→ EXTRACT TO READ:
◆ ◆ ◆ ◆ ◆ ◆ ◆

There is a relation between the narrative product and the primary consciousness, the author, in which each make claims on each other. The work and the author are intimately linked in the act of creativity. The work is the result of a plan, the realisation of that plan, and the interaction and struggle between these two (Bakhtin, 1986, p. 104). In the process of its realisation the plan is open to reconsideration and revision. In its realisation the work is a testament to the author’s intention. The author, through the work, makes claims to truth, morality, and worth – the work reveals something of these claims to the author, reflecting back the author’s intentions and how well or otherwise they have been realised. The author creates the work that, in its creation, affects the author.

The narrative work is re-created and re-worked in its reception by a secondary narrative consciousness. Ricoeur finds of fictional stories that the composition of a narrative work “…is not completed in the text but in the reader…[or] more precisely; the sense or the significance of a narrative stems from the intersection of the world of the text and the world of the reader.” (1991, p. 26). Narrative fiction, in other words, can refigure and transfigure life. The reader moves into the implicit universe, the horizons of experience of the text, in imagination, comparing that universe with her own real or lived (yet already narrative-mediated) experience of the universe. Something of the author and the author’s world and intention are transmitted to the receiver, and transforms the receiver’s understanding. In engaging with the work the receiver and the work are transfigured; the receiver is taken into and re-works the universe of the work, synthesising it with previous horizons of expectation and experience, and thus expanding those horizons. The engaged receiver writes herself into the work as that work unfolds in her consciousness over time. She creates a framing narrative for the received narrative, a frame of critique or evaluation. She brings the ideas of author to life, at once receiving and transforming them, and the author brings the receiver’s imagination alive through new horizons the work presents. Narrative relations allow individuals to become more than the products of their upbringing and circumstances, more than the conditions of their existence.

◆ ◆ ◆ ◆ ◆ ◆ ◆

Rows from the dataset

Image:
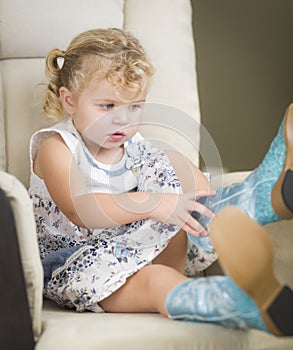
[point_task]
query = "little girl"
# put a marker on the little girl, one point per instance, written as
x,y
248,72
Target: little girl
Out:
x,y
110,210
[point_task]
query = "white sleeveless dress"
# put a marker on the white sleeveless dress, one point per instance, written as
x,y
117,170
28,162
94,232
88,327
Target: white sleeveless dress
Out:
x,y
83,266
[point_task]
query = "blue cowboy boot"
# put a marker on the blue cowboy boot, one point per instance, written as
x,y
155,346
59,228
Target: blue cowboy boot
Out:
x,y
266,195
215,299
251,296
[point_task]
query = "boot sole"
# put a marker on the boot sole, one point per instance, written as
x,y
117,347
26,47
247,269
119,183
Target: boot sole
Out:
x,y
246,255
283,206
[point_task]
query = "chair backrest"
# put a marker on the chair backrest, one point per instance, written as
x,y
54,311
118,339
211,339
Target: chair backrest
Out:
x,y
30,29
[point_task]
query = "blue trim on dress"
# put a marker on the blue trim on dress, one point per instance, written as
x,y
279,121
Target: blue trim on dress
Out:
x,y
93,163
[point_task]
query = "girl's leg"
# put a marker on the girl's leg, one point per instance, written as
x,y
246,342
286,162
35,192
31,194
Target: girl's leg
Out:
x,y
145,291
174,255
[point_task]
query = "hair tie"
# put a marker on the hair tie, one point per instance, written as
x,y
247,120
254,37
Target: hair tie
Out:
x,y
60,60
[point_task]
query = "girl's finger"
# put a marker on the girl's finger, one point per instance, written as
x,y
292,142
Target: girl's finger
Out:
x,y
202,210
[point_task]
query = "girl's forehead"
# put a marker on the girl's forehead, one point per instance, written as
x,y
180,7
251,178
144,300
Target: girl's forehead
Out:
x,y
104,90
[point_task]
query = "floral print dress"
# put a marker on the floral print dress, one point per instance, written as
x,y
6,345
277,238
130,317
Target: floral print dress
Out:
x,y
83,266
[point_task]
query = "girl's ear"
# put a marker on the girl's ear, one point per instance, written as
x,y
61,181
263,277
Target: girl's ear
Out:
x,y
67,100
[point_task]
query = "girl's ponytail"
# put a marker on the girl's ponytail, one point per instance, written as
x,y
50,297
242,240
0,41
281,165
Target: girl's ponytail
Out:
x,y
52,106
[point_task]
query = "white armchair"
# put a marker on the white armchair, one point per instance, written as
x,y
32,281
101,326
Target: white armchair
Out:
x,y
28,30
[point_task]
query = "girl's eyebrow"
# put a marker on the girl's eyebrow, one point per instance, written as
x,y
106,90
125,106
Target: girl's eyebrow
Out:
x,y
107,100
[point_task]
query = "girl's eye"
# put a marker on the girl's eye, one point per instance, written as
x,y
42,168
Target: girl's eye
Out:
x,y
134,108
107,106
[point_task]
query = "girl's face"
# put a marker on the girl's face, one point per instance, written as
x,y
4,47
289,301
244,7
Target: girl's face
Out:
x,y
101,117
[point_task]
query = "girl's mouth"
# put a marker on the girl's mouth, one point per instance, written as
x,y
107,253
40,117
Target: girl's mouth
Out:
x,y
117,136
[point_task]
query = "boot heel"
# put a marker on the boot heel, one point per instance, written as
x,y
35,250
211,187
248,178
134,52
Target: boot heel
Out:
x,y
281,310
287,189
282,193
246,255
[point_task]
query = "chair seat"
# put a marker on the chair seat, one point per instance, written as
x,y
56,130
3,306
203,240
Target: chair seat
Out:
x,y
67,329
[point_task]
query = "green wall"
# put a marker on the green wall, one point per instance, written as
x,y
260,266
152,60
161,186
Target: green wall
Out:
x,y
245,73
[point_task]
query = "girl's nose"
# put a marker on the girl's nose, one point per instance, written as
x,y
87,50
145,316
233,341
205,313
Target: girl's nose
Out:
x,y
120,116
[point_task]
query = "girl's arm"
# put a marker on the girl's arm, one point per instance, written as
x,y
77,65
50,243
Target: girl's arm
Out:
x,y
56,166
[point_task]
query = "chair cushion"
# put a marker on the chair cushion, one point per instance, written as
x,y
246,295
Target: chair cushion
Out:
x,y
68,330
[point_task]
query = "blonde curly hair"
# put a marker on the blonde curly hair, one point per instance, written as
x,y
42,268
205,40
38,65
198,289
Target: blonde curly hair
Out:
x,y
105,53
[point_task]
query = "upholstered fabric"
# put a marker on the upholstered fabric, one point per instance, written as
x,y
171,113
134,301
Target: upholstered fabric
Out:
x,y
22,66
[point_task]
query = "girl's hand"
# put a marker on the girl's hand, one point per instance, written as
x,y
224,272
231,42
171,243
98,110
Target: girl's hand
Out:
x,y
176,208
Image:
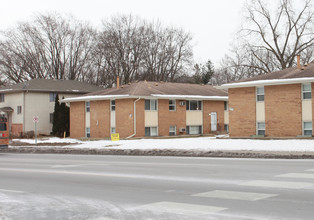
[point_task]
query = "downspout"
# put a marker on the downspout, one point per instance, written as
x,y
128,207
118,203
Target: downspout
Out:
x,y
134,119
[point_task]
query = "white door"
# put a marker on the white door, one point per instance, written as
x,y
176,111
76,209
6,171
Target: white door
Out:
x,y
213,121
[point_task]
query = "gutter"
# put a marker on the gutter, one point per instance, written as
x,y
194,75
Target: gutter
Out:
x,y
134,119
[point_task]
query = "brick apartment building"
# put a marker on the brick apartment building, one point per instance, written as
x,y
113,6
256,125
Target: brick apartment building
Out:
x,y
278,104
149,109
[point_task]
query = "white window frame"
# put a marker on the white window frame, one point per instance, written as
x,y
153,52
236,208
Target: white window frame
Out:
x,y
174,130
260,94
258,129
52,96
87,132
199,105
150,131
19,110
306,91
2,97
87,106
150,104
112,105
303,128
172,105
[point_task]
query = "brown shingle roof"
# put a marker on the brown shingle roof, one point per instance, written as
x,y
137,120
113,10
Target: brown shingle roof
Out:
x,y
51,85
289,73
145,88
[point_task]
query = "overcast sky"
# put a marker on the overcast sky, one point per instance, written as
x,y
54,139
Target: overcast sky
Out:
x,y
212,23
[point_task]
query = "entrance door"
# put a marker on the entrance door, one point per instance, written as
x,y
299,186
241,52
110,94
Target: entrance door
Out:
x,y
213,121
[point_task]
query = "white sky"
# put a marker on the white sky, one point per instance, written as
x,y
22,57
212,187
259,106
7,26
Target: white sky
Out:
x,y
212,23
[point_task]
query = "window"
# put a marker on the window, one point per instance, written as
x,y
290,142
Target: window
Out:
x,y
172,105
52,96
261,128
226,106
306,91
113,105
19,109
172,130
87,105
307,128
113,130
151,131
51,118
226,128
88,132
260,94
194,129
1,97
193,105
151,104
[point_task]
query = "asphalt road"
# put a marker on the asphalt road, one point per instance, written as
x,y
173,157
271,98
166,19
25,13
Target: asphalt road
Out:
x,y
34,186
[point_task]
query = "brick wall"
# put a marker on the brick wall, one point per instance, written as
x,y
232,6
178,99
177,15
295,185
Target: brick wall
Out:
x,y
168,118
283,110
213,106
140,118
100,119
242,120
77,119
125,117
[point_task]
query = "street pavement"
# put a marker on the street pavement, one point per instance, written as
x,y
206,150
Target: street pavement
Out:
x,y
46,186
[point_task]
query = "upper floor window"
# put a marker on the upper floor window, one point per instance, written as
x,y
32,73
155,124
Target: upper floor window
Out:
x,y
226,106
151,104
52,96
113,105
1,97
260,94
306,91
193,105
87,105
19,109
172,105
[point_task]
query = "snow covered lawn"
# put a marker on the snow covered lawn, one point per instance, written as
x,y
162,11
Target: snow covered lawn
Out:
x,y
199,143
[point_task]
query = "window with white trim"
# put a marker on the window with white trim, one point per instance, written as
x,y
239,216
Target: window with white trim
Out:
x,y
307,129
87,106
151,104
225,105
193,105
151,131
172,131
260,94
113,105
196,129
52,96
306,91
88,132
172,105
261,128
1,97
19,110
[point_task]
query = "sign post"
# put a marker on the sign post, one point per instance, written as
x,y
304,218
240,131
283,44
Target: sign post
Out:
x,y
36,120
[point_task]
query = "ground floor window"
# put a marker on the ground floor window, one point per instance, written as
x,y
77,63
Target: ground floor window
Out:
x,y
88,132
261,128
226,128
172,130
197,129
151,131
307,128
113,130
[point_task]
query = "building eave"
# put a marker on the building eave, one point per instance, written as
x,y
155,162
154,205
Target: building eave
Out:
x,y
269,82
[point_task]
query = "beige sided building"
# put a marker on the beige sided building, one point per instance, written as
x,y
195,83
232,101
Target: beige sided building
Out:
x,y
21,102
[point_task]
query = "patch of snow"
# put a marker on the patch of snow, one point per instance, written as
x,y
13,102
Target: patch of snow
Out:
x,y
199,143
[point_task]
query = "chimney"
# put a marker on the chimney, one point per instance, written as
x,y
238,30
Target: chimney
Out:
x,y
298,62
118,82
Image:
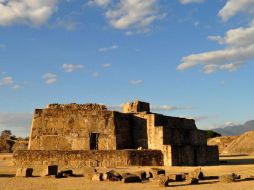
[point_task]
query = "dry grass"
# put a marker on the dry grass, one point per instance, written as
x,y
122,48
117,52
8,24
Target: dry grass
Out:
x,y
243,165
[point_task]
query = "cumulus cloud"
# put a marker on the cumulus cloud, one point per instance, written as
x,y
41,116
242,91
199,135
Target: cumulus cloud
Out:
x,y
106,65
95,74
190,1
50,78
34,12
239,48
67,24
5,81
9,82
99,2
234,7
136,82
18,123
71,67
134,15
106,49
2,46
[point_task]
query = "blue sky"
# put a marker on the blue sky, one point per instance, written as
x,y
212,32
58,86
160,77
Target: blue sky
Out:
x,y
188,58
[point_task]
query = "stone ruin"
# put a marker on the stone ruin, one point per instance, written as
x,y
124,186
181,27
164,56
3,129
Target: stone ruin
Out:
x,y
80,135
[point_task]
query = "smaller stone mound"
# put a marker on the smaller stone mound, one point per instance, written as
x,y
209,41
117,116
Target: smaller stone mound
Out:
x,y
242,144
221,142
74,106
228,178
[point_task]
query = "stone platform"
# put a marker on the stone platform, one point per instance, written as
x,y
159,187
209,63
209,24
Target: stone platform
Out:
x,y
78,159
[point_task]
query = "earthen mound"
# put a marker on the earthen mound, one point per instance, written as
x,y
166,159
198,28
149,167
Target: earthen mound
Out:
x,y
242,144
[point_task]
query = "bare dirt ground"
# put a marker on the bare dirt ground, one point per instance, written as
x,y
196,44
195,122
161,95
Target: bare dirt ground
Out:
x,y
242,165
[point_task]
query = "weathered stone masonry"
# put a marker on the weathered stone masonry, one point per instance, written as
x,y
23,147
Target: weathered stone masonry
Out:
x,y
89,134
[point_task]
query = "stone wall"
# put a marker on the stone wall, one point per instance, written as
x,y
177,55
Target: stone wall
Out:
x,y
70,129
80,159
194,155
135,107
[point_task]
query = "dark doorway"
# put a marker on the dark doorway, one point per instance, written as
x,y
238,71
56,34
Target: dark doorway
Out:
x,y
94,141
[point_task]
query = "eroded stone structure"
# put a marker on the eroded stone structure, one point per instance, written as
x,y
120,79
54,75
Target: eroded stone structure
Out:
x,y
89,134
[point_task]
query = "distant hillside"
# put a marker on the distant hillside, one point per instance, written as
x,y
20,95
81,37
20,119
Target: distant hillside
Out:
x,y
236,129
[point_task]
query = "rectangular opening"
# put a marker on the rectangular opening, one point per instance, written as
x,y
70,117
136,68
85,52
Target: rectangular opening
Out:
x,y
94,141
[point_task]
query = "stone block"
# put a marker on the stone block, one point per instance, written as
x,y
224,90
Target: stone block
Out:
x,y
176,177
131,178
141,174
163,181
66,173
192,181
114,176
51,170
89,172
24,172
154,172
228,178
197,173
97,177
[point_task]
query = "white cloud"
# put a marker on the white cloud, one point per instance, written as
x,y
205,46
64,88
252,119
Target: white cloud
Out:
x,y
6,81
18,123
133,13
71,67
9,82
35,12
106,65
239,48
95,74
136,82
67,24
234,7
106,49
99,2
190,1
50,78
2,46
15,86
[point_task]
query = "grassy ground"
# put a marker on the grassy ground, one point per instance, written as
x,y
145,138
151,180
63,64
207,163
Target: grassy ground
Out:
x,y
243,165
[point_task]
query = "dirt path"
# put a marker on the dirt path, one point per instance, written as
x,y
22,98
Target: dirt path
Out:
x,y
243,165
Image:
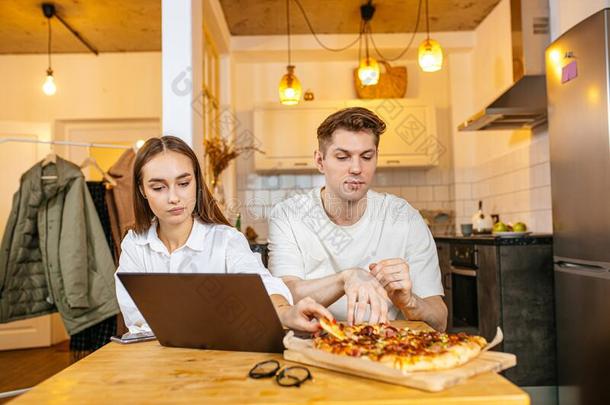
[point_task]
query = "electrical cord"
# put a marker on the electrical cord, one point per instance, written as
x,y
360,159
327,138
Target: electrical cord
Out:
x,y
401,54
328,48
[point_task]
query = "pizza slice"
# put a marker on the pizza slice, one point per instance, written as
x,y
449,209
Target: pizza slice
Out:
x,y
400,348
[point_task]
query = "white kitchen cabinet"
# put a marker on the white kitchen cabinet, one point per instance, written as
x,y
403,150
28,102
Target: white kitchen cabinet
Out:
x,y
288,134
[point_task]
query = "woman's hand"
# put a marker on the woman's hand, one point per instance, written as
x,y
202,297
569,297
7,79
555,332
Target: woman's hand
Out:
x,y
303,315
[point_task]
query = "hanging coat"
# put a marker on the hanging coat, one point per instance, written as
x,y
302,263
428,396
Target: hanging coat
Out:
x,y
119,199
54,256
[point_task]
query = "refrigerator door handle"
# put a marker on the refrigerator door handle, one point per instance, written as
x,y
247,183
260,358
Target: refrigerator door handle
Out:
x,y
591,267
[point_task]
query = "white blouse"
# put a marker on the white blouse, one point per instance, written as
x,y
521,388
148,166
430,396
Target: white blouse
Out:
x,y
210,248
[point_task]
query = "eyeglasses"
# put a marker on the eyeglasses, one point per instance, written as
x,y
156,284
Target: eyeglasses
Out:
x,y
292,376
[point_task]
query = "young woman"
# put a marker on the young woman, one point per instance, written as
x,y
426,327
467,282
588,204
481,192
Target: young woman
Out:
x,y
180,229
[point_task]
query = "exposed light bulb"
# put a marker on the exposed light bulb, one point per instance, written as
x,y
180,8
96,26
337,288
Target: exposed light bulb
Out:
x,y
290,87
430,56
49,87
368,72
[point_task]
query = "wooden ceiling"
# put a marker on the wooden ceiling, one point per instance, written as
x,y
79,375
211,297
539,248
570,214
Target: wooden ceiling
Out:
x,y
135,25
268,17
109,25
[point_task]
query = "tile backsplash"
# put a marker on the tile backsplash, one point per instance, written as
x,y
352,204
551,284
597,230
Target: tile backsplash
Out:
x,y
516,185
423,189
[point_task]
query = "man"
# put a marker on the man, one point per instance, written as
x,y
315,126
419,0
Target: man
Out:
x,y
367,256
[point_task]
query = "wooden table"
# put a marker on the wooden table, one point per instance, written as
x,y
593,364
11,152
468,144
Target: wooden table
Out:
x,y
150,373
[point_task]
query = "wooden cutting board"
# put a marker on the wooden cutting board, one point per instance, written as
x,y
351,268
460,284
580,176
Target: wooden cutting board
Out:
x,y
302,351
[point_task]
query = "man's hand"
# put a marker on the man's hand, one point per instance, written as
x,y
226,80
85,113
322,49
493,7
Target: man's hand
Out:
x,y
393,276
303,315
361,289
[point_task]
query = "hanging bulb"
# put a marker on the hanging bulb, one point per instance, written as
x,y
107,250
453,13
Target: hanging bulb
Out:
x,y
290,87
368,72
430,56
49,87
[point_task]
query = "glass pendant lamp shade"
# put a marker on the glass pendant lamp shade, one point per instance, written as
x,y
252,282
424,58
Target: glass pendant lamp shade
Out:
x,y
49,87
368,72
430,56
290,87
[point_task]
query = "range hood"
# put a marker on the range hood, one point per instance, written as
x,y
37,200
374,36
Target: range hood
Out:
x,y
523,105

◆ ◆ ◆ ◆ ◆ ◆ ◆

→ SHORT TASK: Please return the section of the passage on authors, readers, and narrative work starting with "There is a relation" and going on through "affects the author.", copied word for word.

→ SOLUTION:
There is a relation between the narrative product and the primary consciousness, the author, in which each make claims on each other. The work and the author are intimately linked in the act of creativity. The work is the result of a plan, the realisation of that plan, and the interaction and struggle between these two (Bakhtin, 1986, p. 104). In the process of its realisation the plan is open to reconsideration and revision. In its realisation the work is a testament to the author’s intention. The author, through the work, makes claims to truth, morality, and worth – the work reveals something of these claims to the author, reflecting back the author’s intentions and how well or otherwise they have been realised. The author creates the work that, in its creation, affects the author.